■ WORK TO COMPLETE
Please revise the material below by replacing "Drop a marker" with "Place a marker" wherever it occurs, changing nothing else.

■ RECORDS TO USE
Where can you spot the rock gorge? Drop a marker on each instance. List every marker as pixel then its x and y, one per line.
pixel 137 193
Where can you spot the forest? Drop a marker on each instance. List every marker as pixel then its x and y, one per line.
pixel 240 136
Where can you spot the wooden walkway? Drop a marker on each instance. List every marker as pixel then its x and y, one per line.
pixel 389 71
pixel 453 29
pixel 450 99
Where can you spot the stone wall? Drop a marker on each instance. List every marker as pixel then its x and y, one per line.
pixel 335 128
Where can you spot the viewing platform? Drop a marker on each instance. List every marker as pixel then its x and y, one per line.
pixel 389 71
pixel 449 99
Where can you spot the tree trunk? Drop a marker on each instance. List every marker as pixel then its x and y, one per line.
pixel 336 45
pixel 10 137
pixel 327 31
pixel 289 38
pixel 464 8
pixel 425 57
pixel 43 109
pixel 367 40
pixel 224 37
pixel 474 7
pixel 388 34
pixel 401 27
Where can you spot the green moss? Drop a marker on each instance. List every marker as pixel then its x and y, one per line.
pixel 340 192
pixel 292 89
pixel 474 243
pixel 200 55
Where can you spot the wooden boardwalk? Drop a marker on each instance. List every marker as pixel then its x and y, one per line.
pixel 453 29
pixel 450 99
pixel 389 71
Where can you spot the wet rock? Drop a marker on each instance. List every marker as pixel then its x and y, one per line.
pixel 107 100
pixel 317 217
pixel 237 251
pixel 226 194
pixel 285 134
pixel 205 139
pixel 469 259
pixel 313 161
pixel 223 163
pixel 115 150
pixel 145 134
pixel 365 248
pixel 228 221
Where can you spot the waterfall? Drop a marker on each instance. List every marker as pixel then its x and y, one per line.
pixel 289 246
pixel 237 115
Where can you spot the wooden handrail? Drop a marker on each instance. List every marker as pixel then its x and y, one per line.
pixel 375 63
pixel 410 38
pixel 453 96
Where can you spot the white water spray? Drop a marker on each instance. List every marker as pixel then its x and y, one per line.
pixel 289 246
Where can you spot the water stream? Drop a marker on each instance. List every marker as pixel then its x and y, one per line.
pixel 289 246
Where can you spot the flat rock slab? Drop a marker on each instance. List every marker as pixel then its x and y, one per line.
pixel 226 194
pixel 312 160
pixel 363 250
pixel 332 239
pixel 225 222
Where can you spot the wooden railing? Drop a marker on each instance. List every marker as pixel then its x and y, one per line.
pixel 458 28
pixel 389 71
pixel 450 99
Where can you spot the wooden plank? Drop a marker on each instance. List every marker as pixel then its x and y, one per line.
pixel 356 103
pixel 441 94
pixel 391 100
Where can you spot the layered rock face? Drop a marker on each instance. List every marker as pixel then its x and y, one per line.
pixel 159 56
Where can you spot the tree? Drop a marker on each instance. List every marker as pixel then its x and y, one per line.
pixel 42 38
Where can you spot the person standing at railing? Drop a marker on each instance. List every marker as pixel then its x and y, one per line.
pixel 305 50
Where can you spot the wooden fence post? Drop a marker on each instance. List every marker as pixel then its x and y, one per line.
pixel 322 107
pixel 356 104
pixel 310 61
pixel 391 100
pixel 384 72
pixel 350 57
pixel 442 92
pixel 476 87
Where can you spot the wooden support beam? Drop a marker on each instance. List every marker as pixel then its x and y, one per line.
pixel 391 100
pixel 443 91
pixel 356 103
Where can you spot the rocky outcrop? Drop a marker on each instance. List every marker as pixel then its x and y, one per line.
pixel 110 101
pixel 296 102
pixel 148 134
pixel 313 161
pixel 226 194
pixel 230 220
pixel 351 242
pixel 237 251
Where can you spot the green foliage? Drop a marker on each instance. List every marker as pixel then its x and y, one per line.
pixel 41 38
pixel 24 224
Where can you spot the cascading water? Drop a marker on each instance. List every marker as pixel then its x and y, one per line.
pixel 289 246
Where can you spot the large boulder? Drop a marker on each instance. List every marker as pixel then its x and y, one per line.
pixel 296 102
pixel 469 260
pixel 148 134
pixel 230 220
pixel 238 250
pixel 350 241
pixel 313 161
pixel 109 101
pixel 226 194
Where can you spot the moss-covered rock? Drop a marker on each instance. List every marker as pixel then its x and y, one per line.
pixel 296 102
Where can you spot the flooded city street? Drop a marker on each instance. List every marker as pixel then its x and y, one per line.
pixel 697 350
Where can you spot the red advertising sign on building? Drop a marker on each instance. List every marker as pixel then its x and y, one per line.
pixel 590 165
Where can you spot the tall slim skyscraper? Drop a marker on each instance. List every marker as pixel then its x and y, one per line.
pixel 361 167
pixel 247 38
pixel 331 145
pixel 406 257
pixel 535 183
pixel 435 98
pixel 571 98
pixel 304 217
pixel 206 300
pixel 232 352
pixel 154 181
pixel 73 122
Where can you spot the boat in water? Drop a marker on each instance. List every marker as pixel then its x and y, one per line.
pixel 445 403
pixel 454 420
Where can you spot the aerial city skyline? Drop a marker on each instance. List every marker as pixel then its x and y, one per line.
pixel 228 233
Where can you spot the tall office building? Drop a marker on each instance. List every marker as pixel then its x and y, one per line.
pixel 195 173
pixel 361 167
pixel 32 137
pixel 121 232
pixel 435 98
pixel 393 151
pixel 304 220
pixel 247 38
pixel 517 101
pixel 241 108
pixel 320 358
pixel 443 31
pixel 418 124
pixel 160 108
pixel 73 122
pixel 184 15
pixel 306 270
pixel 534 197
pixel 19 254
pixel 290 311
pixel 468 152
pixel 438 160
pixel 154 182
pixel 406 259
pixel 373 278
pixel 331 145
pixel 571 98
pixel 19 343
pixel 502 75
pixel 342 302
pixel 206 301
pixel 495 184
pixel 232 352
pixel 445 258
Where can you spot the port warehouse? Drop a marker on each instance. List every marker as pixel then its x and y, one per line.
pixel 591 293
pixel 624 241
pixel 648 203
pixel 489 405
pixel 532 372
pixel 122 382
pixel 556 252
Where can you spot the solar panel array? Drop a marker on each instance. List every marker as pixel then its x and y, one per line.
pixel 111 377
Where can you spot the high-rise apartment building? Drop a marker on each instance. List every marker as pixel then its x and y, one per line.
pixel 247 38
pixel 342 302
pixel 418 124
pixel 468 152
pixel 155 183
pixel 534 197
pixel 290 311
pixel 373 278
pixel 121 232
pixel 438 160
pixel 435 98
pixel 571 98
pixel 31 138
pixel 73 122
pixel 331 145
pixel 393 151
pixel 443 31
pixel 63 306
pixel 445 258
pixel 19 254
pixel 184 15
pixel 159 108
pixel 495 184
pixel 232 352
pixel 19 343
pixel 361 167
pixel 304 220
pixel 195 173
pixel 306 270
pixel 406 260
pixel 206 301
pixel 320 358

■ THE COMPLETED TASK
Where can you spot the rock gorge? Place a marker on each instance. List every marker as pixel then its x and y, one per line.
pixel 137 193
Where can you spot the forest? Place a marker on each instance. List every marker as pixel then its x and y, one per line.
pixel 240 136
Where can you spot the wooden walkway? Place a marker on each instance. List every marker as pixel then its x and y, one per line.
pixel 389 71
pixel 453 29
pixel 450 99
Where can you spot the stone wall? Place a marker on each instance. List every marker as pixel then its x and y, one per line.
pixel 335 128
Where can you spot the viewing platform? Place a marker on each instance. List every marker as pixel then its x and y, one per line.
pixel 389 71
pixel 449 99
Where can you spot the tree trunk? Place a marker on each instance. List every marker as pixel then its x and y, one per line.
pixel 336 45
pixel 10 137
pixel 327 31
pixel 289 38
pixel 464 8
pixel 425 57
pixel 43 109
pixel 367 40
pixel 224 37
pixel 474 7
pixel 388 34
pixel 401 27
Where can you spot the green moss? Place a marker on each instance. List every marker as pixel then its x and y, one per line.
pixel 340 192
pixel 292 89
pixel 474 243
pixel 200 55
Where can you spot the wooden boardwalk? Place a marker on each instance. List every marker as pixel then its x and y, one per line.
pixel 453 29
pixel 450 99
pixel 389 71
Where can you spot the wet rock? Place a marker on each instance. List every marker as pixel then its x and y, one per line.
pixel 107 100
pixel 317 217
pixel 237 251
pixel 226 194
pixel 285 134
pixel 205 139
pixel 469 259
pixel 313 161
pixel 223 163
pixel 115 150
pixel 145 134
pixel 365 248
pixel 228 221
Where can you spot the waterfall? Place a marker on each instance. List every marker as pixel then its x and y, one per line.
pixel 289 246
pixel 237 115
Where can you spot the wooden handrail? Place a marker on each instance. List every marker as pixel then its x and y, one per line.
pixel 375 63
pixel 410 38
pixel 453 96
Where can you spot the white water spray? Place a marker on each instance. List every marker as pixel then its x and y, one per line.
pixel 289 246
Where can you spot the water stream? Place a marker on each instance. List every marker as pixel then its x and y, one per line.
pixel 289 246
Where can you spot the flat rock slab? Place a marker on each instance. List every marker as pixel then its x and y, one per line.
pixel 226 194
pixel 312 160
pixel 363 250
pixel 332 239
pixel 225 222
Where can you spot the wooden railing? Place a marker on each instance. List every marker as pixel then its x and y, one per line.
pixel 458 28
pixel 389 71
pixel 450 99
Where can you spot the wooden plank? Place a marker on each instance. List every marker as pixel then its x and y, one per line.
pixel 356 103
pixel 441 94
pixel 391 100
Where can you spot the layered rock face? Place a marker on each instance. List every marker as pixel then its x and y, one per line.
pixel 159 56
Where can you spot the tree? Place a marker on each instance. List every marker as pixel then its x and y, one per line.
pixel 42 38
Where can you spot the person standing at railing? Place a marker on each instance. List every marker as pixel then its x and y, one per line.
pixel 305 50
Where can you spot the wooden fence post? Place a marker on each instance. List every marker as pixel then its x and y, one per line.
pixel 322 107
pixel 356 104
pixel 310 61
pixel 391 100
pixel 384 72
pixel 350 57
pixel 442 92
pixel 476 87
Where can you spot the wooden support beam? Place a marker on each instance. List every marker as pixel then its x and y, one per line.
pixel 391 100
pixel 443 91
pixel 356 103
Where can you spot the rocky outcrop? Place a marker on each instance. List every marker as pixel then its x and y, one per line.
pixel 110 101
pixel 296 102
pixel 148 134
pixel 313 161
pixel 226 194
pixel 230 220
pixel 351 242
pixel 237 251
Where can you spot the green foliage? Place a marker on each instance. List every marker as pixel then its x and y, one per line.
pixel 41 38
pixel 24 224
Where can you spot the cascading water? Place a marker on each instance. List every marker as pixel then its x and y, one per line.
pixel 289 246
Where can you spot the large boulder? Place a marker on each instance. List every marker as pixel then its x and y, one per line.
pixel 296 102
pixel 469 260
pixel 148 134
pixel 230 220
pixel 238 250
pixel 350 241
pixel 313 161
pixel 109 101
pixel 226 194
Where can you spot the moss-covered rock? Place a marker on each instance. List every marker as pixel then its x and y, one per line.
pixel 296 102
Where can you spot the flooded city street? Place a marker on each instance. List every marker as pixel then its x and y, one per line.
pixel 697 350
Where can you spot the red advertising sign on building? Place a marker on each instance. List every marker as pixel then its x and y, one per line.
pixel 590 165
Where can you spot the tall slim skyscraper? Place a marker on each instance. List every marker as pixel then its x and y, one per line.
pixel 361 167
pixel 247 38
pixel 331 145
pixel 406 257
pixel 535 183
pixel 435 98
pixel 571 98
pixel 304 217
pixel 206 300
pixel 232 352
pixel 154 181
pixel 73 122
Where can you spot the boat in water? Place a marker on each instance. List every marker as pixel then its x and y, one per line.
pixel 445 403
pixel 454 420
Where can you spot the aerial city skyline? Place a marker on each instance. List every marker as pixel then its x and y, one per line.
pixel 228 233
Where can you spot the tall office building? Place a marker on each instance. List every marker as pixel then its x and y, one per line.
pixel 195 173
pixel 361 167
pixel 32 137
pixel 121 232
pixel 435 98
pixel 393 151
pixel 304 220
pixel 247 38
pixel 517 101
pixel 241 108
pixel 320 358
pixel 443 31
pixel 418 124
pixel 160 108
pixel 73 122
pixel 184 15
pixel 306 270
pixel 534 197
pixel 19 254
pixel 290 311
pixel 468 152
pixel 438 160
pixel 154 182
pixel 406 259
pixel 373 278
pixel 331 145
pixel 571 98
pixel 19 343
pixel 502 75
pixel 342 302
pixel 206 301
pixel 495 184
pixel 232 352
pixel 445 258
Where can you spot the port warehouse? Place a marker on each instance. List every marker as pixel then its x and y, one per line.
pixel 591 293
pixel 624 241
pixel 648 203
pixel 489 405
pixel 532 372
pixel 122 382
pixel 556 252
Where can you spot the solar panel array? Place a marker on each instance. List every marker as pixel then its x and y, one per line.
pixel 111 377
Where can you spot the high-rise apartment building? Place a marker on each instance. List every marker as pixel then its x and y, one per line.
pixel 247 38
pixel 342 302
pixel 418 124
pixel 468 152
pixel 155 183
pixel 534 197
pixel 290 311
pixel 373 278
pixel 121 232
pixel 438 160
pixel 435 98
pixel 571 98
pixel 31 138
pixel 73 122
pixel 331 145
pixel 393 151
pixel 443 31
pixel 63 306
pixel 445 258
pixel 19 254
pixel 184 15
pixel 159 108
pixel 495 184
pixel 232 352
pixel 19 343
pixel 361 167
pixel 304 220
pixel 195 173
pixel 306 270
pixel 406 260
pixel 206 301
pixel 320 358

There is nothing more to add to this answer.